OBJECTIVE
Could you turn every line of the entries below into a Markdown table with the columns Row and Line, numbering each row and skipping blank lines? Leave the pictures out of your answer.

RECORDS PROVIDED
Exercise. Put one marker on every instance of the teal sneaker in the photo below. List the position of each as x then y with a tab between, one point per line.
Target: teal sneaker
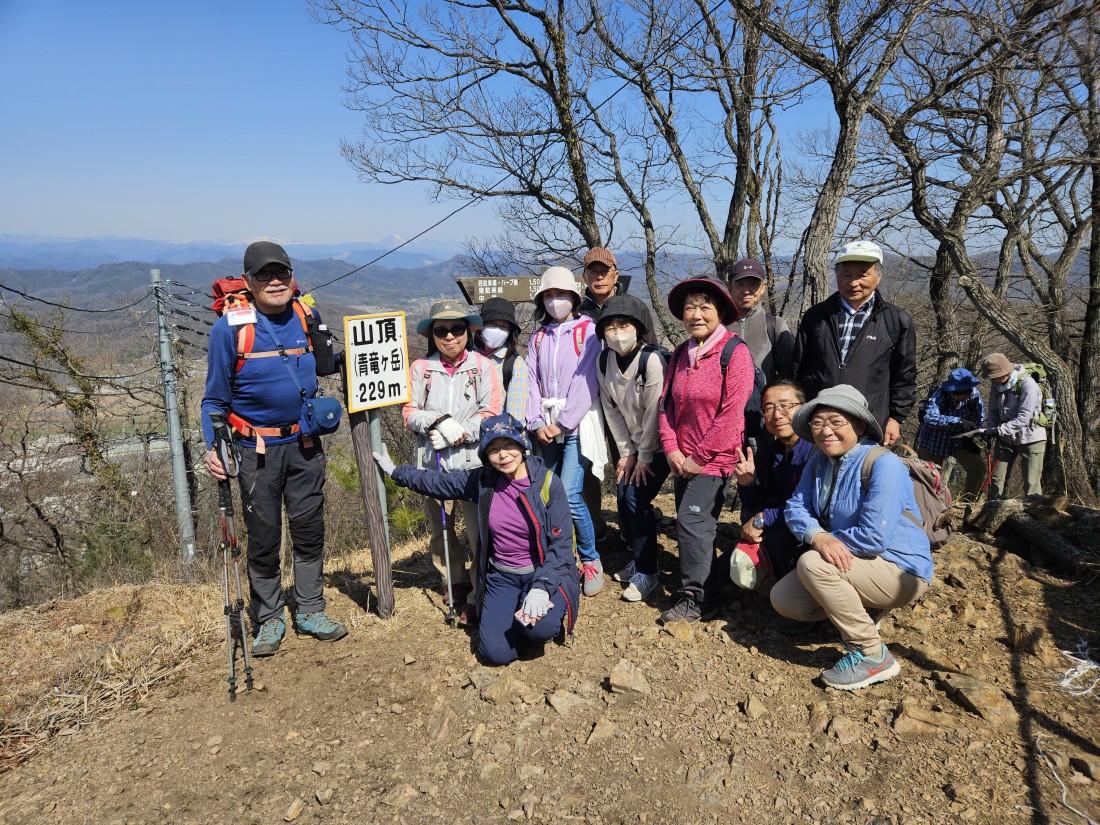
855	670
320	626
268	637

SOLUTION FOR THIS TASK
| Row | Line |
|---|---|
| 1 | Exercise. Put one marker on every instance of the teal sneaker in the photo below. List the position of each as x then y with a tab between, one point per line. |
| 2 | Target: teal sneaker |
| 3 | 855	670 |
| 4 | 320	626 |
| 5 | 268	637 |